Hurricane Laura struck Louisiana in late August as the first major hurricane of the 2020 Atlantic hurricane season. Classified as a Category 4 Atlantic hurricane, it brought sustained winds reaching up to 150 MPH along with a devastating storm surge. Ranked as the 10th-strongest U.S. hurricane ever recorded, Laura claimed the lives of at least 41 people in the United States. The storm caused an estimated $23.3 billion in damages across southwestern Louisiana and southeastern Texas near the Gulf of Mexico.
I made the drive from Indiana to Louisiana in my motorhome to see how I could assist our customers, along with first responders and local residents, many of whom had been displaced from their homes with nothing left. Along the way, I witnessed miles of power poles broken like sticks, nothing but twisted metal and in some cases stilt foundations where houses had once stood, saltwater pooled in fields miles from the coastline, electrical wires scattered everywhere, and signs of upheaval in every direction. I even came across an alligator that had been killed on the road. The entire area had become a communications black zone, which made establishing a coordinated response nearly impossible.
Although I was already well aware of the catastrophic effects severe weather could have on a region, seeing the situation firsthand underscored just how essential communications technology is to restoring vital services to a community after a natural disaster.

-.-.-

EXERCISE TASK A:
Print the entries word for word, from the first one through the line that contains "pixel 390 235", with both ends included.
The entries that follow have nothing to do with the hurricane account.

DATASET RECORDS:
-.-.-

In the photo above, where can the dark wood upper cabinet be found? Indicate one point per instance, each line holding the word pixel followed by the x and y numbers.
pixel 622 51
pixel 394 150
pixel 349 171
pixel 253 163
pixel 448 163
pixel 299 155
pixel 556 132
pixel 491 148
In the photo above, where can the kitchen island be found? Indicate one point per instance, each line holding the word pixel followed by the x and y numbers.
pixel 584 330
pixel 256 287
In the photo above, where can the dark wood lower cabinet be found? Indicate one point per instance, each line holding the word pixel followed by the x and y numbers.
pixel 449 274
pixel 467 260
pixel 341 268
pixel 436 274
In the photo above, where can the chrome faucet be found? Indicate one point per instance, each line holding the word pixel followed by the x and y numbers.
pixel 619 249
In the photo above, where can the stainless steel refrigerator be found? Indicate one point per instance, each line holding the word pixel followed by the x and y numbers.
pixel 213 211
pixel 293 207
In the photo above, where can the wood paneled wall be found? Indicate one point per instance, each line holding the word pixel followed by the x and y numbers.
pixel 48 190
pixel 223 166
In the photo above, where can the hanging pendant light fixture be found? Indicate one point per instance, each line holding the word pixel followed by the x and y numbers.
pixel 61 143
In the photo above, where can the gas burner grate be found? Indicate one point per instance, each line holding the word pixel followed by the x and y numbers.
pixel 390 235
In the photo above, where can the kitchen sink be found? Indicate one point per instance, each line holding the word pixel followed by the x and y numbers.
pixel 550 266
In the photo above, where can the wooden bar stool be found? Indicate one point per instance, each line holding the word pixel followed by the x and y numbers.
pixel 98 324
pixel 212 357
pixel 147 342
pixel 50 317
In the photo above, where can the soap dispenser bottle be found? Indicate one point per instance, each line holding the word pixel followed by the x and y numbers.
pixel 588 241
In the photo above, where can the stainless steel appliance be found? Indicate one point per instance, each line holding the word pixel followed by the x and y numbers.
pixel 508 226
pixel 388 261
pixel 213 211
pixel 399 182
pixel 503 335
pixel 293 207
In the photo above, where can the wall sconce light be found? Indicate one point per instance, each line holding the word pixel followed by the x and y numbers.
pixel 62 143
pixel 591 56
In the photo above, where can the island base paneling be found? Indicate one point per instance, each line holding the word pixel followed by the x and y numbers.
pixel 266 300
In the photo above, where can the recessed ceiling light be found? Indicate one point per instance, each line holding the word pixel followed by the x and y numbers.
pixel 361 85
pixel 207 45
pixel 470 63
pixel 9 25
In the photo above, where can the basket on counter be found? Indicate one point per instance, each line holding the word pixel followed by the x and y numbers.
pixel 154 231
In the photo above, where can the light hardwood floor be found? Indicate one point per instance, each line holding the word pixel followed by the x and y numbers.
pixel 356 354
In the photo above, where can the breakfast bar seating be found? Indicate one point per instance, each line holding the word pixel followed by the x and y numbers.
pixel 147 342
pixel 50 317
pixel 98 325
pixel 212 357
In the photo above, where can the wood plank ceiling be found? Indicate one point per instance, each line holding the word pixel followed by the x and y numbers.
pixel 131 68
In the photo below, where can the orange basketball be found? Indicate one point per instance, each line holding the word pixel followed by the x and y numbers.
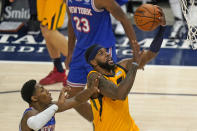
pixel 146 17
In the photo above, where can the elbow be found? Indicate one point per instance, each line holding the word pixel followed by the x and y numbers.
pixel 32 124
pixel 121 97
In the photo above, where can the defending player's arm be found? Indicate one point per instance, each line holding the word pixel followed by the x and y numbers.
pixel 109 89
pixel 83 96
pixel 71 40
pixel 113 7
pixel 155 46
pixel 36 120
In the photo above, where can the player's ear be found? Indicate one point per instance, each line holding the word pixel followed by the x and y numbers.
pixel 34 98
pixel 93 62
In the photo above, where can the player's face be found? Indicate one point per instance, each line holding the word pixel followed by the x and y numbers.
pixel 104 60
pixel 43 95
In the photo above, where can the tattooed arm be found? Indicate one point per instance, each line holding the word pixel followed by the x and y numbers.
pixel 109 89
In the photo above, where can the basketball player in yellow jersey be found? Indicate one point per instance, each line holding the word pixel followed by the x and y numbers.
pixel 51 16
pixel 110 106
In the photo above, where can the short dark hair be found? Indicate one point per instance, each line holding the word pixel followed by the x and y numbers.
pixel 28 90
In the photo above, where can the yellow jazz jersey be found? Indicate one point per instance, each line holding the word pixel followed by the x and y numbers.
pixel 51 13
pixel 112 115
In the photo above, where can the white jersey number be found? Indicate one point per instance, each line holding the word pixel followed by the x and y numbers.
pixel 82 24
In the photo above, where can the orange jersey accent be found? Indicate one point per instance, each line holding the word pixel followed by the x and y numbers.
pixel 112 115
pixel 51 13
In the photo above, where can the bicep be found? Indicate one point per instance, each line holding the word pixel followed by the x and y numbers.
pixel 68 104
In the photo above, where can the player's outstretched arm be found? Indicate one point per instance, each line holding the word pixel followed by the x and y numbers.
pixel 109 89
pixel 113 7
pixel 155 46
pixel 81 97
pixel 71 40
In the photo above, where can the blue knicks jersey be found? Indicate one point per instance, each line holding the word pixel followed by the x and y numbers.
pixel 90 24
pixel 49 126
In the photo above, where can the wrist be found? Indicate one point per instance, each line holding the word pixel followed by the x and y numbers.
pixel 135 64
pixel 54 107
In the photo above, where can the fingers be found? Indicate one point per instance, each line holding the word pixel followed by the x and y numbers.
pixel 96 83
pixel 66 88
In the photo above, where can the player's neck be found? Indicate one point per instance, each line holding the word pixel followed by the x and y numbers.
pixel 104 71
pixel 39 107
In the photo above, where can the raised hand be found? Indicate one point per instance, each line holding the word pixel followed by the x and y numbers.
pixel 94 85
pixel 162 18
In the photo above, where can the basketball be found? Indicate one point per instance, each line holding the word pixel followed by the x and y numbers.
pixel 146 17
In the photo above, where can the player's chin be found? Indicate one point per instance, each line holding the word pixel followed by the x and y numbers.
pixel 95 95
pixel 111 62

-.-.-

EXERCISE TASK B:
In the hurricane account, what estimated amount of damage did Laura cause?

EXERCISE ANSWER A:
In the photo above, where can the dark wood upper cabinet be found? Indicate one point per instance, each line holding the word pixel followed by the x and y numbers.
pixel 622 51
pixel 394 150
pixel 349 171
pixel 253 163
pixel 448 163
pixel 299 155
pixel 556 132
pixel 491 148
In the photo above, where can the kitchen island be found? Indicate one point per instance, each line holding the word pixel followed by the x and y numbers.
pixel 584 330
pixel 256 287
In the photo above, where can the dark wood lower cabinet be found? Indicate one point per instance, each line holding the word pixel followed by the x and y numbers.
pixel 449 274
pixel 467 260
pixel 341 268
pixel 436 274
In the photo above, where can the chrome faucet be found? Indicate one point per instance, each line holding the word pixel followed by the x and y numbers.
pixel 619 249
In the photo above, where can the stainless steel refrigerator be found? Indicate one point per instance, each line holding the word pixel followed by the x and y numbers.
pixel 213 211
pixel 293 207
In the photo above, where can the wood paneled wall be found? Indicate one point per instance, each line holding the word pixel followed by the x and y numbers.
pixel 48 190
pixel 223 166
In the photo above, where can the hanging pendant light fixture be found? Indicate one point per instance, each line holding the word pixel followed by the x and y numbers.
pixel 61 143
In the photo above, where can the gas burner grate be found? Indicate one point per instance, each line holding the word pixel followed by the x and y numbers.
pixel 390 235

EXERCISE ANSWER B:
An estimated $23.3 billion.